- GOAL OF THE EXERCISE:
Print the data below line for line, with no changes, and leave the pictures out.

-------- MATERIAL SUPPLIED --------

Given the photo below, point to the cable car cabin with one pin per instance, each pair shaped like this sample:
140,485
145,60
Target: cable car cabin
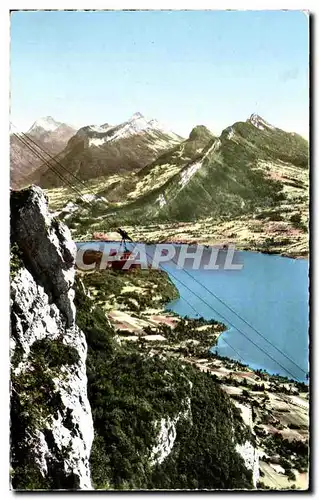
122,259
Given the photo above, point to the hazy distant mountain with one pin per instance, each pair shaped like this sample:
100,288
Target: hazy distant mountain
96,151
247,167
50,135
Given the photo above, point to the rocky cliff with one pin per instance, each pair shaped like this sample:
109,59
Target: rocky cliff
51,421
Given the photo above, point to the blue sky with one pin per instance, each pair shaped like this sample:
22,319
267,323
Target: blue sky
182,68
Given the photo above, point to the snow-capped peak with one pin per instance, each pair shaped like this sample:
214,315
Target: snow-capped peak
136,125
47,123
136,116
259,122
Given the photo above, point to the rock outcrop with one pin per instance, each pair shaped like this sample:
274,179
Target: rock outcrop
51,421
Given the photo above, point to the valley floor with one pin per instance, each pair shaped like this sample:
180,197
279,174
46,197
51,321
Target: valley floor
276,409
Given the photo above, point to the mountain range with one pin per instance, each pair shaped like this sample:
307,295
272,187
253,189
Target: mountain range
49,134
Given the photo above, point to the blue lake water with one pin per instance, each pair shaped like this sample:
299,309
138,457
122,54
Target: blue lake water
270,293
264,306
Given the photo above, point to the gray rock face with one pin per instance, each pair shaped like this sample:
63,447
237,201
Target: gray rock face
51,421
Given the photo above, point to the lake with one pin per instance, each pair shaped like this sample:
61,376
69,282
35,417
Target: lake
270,293
264,306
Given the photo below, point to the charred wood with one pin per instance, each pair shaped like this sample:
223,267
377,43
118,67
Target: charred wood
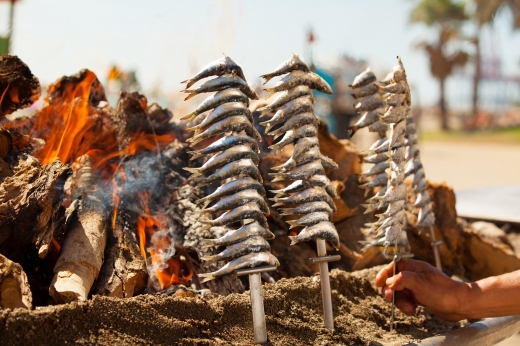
82,251
14,286
18,87
30,198
124,272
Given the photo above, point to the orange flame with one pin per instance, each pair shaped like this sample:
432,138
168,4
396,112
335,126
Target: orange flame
169,272
71,127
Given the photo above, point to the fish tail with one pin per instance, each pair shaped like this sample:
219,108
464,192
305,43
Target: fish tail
276,134
270,92
256,135
267,78
264,111
189,117
195,139
190,93
208,259
195,172
277,168
205,212
369,208
195,155
351,131
208,242
193,128
292,223
205,201
189,82
206,277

--------

- SOLVED PROBLEM:
Given the photo below, point to the cable car cabin with one pin per instance, each pair shaped like this sample:
140,485
145,60
Target: cable car cabin
122,259
Given the photo above, point to the hazy distant mountain with one pin per instance, each pair shaped like this sample:
100,288
Target: hazy distant mountain
96,151
247,167
50,135
Given the photo above, point to the rocky cliff with one pin per instance, each pair shaped like this sample:
109,59
Target: rocky cliff
51,421
Given the photo above, point to the blue sky with one pin per instance, each pair shaped like this sample:
22,319
267,323
Target: blue sky
182,68
Given the photo above, point to the snow-capped peak with one pin per instance, each pair shaped like this sample:
214,315
Target: snow-capped peak
136,125
47,123
136,116
259,122
Given the photo above, point to the rock outcrop with one pin per instance, each pair shaped like this sample:
274,179
Target: rock outcrop
51,421
Given the photo above, point to the valley floor with one pin per instance, each pair shaped like this sample:
180,197
279,174
46,197
51,321
Target: valley floor
276,409
Given the photo above, point to the mountain range with one pin per instance, each pair shaped like this sample:
307,295
272,187
253,189
Target: mountain range
49,134
Given the photo above, point to the blue lake water with one pin per instance, each pair shaped like this sample:
299,309
138,457
122,54
Target: blue lake water
270,293
264,306
Given the photo above, point to the gray rock face with one pin per instance, each pair shaped like this sample:
63,447
237,201
Target: gray rock face
51,421
Given the photo above, point to the lake with one pin per instance, each pair shaped like this sample:
61,376
69,282
35,417
Target: lake
270,293
264,306
Given the photo below, point to the charred wood with one pin per instance, each pair shaped like this sample:
223,267
377,43
118,67
Target: charred wood
82,251
14,286
18,87
30,198
124,272
Given the photo above, point to the orange flame with one pin per instance, each pair shaped like this sample:
432,138
168,4
396,112
335,126
Target: orange flame
169,272
71,127
Given the photo above, point to the fish tail with one pin per instance, each pair shaped like this sample:
219,108
464,192
305,43
Target: fish tail
276,134
270,92
256,135
267,78
264,111
189,117
195,139
190,93
208,259
195,172
277,168
205,212
369,208
195,155
351,131
208,242
193,128
292,223
205,201
189,82
206,277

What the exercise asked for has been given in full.